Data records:
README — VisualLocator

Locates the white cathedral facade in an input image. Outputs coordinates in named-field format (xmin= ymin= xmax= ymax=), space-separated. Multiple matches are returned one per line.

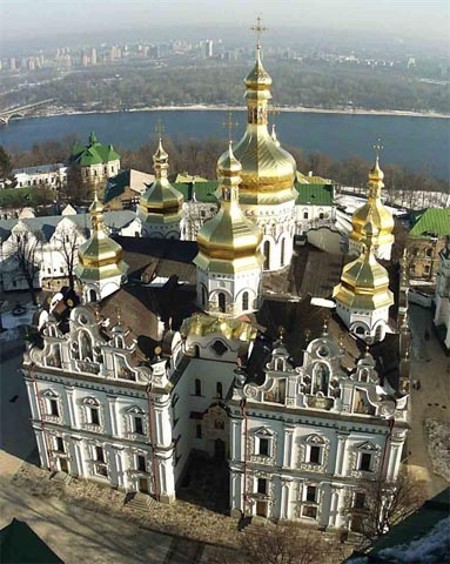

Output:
xmin=22 ymin=40 xmax=409 ymax=531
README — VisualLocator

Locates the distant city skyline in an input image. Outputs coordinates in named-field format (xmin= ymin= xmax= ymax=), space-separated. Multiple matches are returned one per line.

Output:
xmin=1 ymin=0 xmax=449 ymax=45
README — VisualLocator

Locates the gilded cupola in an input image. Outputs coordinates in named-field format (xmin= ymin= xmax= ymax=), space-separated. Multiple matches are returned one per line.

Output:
xmin=230 ymin=44 xmax=297 ymax=206
xmin=334 ymin=218 xmax=394 ymax=311
xmin=194 ymin=142 xmax=263 ymax=275
xmin=350 ymin=150 xmax=394 ymax=254
xmin=139 ymin=138 xmax=183 ymax=223
xmin=75 ymin=192 xmax=128 ymax=285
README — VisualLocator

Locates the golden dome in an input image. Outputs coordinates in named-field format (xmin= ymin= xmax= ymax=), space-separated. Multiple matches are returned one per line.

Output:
xmin=195 ymin=142 xmax=263 ymax=274
xmin=75 ymin=192 xmax=128 ymax=281
xmin=350 ymin=155 xmax=394 ymax=245
xmin=139 ymin=139 xmax=183 ymax=223
xmin=230 ymin=46 xmax=297 ymax=206
xmin=334 ymin=219 xmax=393 ymax=310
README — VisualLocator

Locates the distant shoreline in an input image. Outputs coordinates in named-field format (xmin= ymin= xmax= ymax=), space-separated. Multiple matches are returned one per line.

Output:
xmin=33 ymin=104 xmax=450 ymax=120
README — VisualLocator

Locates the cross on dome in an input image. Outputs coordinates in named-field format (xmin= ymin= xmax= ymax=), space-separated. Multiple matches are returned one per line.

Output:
xmin=251 ymin=15 xmax=267 ymax=48
xmin=222 ymin=111 xmax=239 ymax=142
xmin=373 ymin=137 xmax=383 ymax=163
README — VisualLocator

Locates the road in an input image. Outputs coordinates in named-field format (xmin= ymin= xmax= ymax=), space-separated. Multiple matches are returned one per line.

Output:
xmin=407 ymin=304 xmax=450 ymax=494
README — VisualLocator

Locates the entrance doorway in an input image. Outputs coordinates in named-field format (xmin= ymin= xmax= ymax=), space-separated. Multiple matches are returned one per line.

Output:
xmin=214 ymin=438 xmax=226 ymax=459
xmin=256 ymin=500 xmax=268 ymax=517
xmin=59 ymin=457 xmax=69 ymax=473
xmin=138 ymin=477 xmax=149 ymax=494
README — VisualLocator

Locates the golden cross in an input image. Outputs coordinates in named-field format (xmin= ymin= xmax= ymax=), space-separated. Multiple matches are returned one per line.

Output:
xmin=155 ymin=119 xmax=165 ymax=139
xmin=373 ymin=137 xmax=383 ymax=160
xmin=222 ymin=111 xmax=239 ymax=142
xmin=251 ymin=16 xmax=267 ymax=48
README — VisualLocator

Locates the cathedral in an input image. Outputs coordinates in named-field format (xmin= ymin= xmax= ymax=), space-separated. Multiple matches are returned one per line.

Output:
xmin=23 ymin=37 xmax=410 ymax=530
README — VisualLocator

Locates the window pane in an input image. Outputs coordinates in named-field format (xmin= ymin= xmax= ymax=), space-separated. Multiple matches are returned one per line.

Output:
xmin=91 ymin=408 xmax=100 ymax=425
xmin=257 ymin=478 xmax=267 ymax=494
xmin=259 ymin=438 xmax=269 ymax=456
xmin=137 ymin=455 xmax=146 ymax=472
xmin=306 ymin=486 xmax=317 ymax=502
xmin=134 ymin=416 xmax=143 ymax=435
xmin=360 ymin=453 xmax=372 ymax=471
xmin=50 ymin=399 xmax=59 ymax=417
xmin=309 ymin=446 xmax=321 ymax=464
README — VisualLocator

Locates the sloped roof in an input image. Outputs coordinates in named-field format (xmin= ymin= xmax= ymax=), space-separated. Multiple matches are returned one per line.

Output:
xmin=295 ymin=182 xmax=334 ymax=206
xmin=409 ymin=209 xmax=450 ymax=237
xmin=70 ymin=132 xmax=120 ymax=167
xmin=172 ymin=181 xmax=219 ymax=203
xmin=0 ymin=211 xmax=136 ymax=241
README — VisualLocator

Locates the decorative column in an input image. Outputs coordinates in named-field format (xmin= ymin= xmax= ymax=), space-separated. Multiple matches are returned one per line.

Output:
xmin=282 ymin=426 xmax=295 ymax=468
xmin=157 ymin=452 xmax=176 ymax=503
xmin=111 ymin=445 xmax=125 ymax=488
xmin=107 ymin=395 xmax=118 ymax=437
xmin=65 ymin=386 xmax=77 ymax=428
xmin=280 ymin=478 xmax=293 ymax=519
xmin=335 ymin=432 xmax=349 ymax=476
xmin=34 ymin=427 xmax=50 ymax=469
xmin=385 ymin=439 xmax=403 ymax=482
xmin=328 ymin=485 xmax=342 ymax=528
xmin=231 ymin=418 xmax=243 ymax=461
xmin=25 ymin=380 xmax=40 ymax=420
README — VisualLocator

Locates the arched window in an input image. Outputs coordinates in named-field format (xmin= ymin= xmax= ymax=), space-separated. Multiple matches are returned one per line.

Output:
xmin=426 ymin=247 xmax=433 ymax=257
xmin=263 ymin=240 xmax=271 ymax=270
xmin=218 ymin=292 xmax=226 ymax=313
xmin=313 ymin=363 xmax=329 ymax=395
xmin=202 ymin=286 xmax=207 ymax=307
xmin=242 ymin=291 xmax=249 ymax=311
xmin=79 ymin=330 xmax=93 ymax=361
xmin=88 ymin=289 xmax=97 ymax=303
xmin=280 ymin=239 xmax=285 ymax=266
xmin=195 ymin=378 xmax=202 ymax=396
xmin=216 ymin=382 xmax=223 ymax=399
xmin=303 ymin=211 xmax=309 ymax=219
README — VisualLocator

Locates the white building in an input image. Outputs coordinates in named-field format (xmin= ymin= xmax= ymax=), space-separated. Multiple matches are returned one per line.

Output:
xmin=11 ymin=163 xmax=67 ymax=189
xmin=0 ymin=210 xmax=136 ymax=292
xmin=22 ymin=38 xmax=410 ymax=535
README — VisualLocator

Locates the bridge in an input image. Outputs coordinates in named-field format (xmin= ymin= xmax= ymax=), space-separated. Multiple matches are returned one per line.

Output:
xmin=0 ymin=99 xmax=54 ymax=125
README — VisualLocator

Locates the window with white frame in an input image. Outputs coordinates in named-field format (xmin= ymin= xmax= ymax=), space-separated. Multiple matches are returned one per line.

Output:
xmin=83 ymin=397 xmax=102 ymax=427
xmin=355 ymin=442 xmax=379 ymax=473
xmin=301 ymin=484 xmax=319 ymax=519
xmin=42 ymin=389 xmax=60 ymax=419
xmin=136 ymin=454 xmax=146 ymax=472
xmin=55 ymin=436 xmax=65 ymax=453
xmin=93 ymin=445 xmax=107 ymax=477
xmin=256 ymin=478 xmax=268 ymax=495
xmin=126 ymin=406 xmax=146 ymax=436
xmin=134 ymin=415 xmax=144 ymax=435
xmin=253 ymin=428 xmax=274 ymax=458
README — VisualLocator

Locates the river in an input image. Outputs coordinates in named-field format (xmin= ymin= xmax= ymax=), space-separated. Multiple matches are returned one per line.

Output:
xmin=0 ymin=109 xmax=448 ymax=179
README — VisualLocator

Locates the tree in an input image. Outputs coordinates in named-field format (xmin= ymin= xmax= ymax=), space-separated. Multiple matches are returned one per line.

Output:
xmin=346 ymin=468 xmax=426 ymax=546
xmin=6 ymin=226 xmax=43 ymax=304
xmin=63 ymin=163 xmax=93 ymax=205
xmin=53 ymin=223 xmax=85 ymax=289
xmin=0 ymin=145 xmax=13 ymax=180
xmin=240 ymin=521 xmax=341 ymax=564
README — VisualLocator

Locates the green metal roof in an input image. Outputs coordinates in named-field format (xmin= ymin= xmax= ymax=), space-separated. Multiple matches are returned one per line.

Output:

Work item
Looking at the entries above, report how many of their lines include "distant", and add nothing else.

Answer to this task
2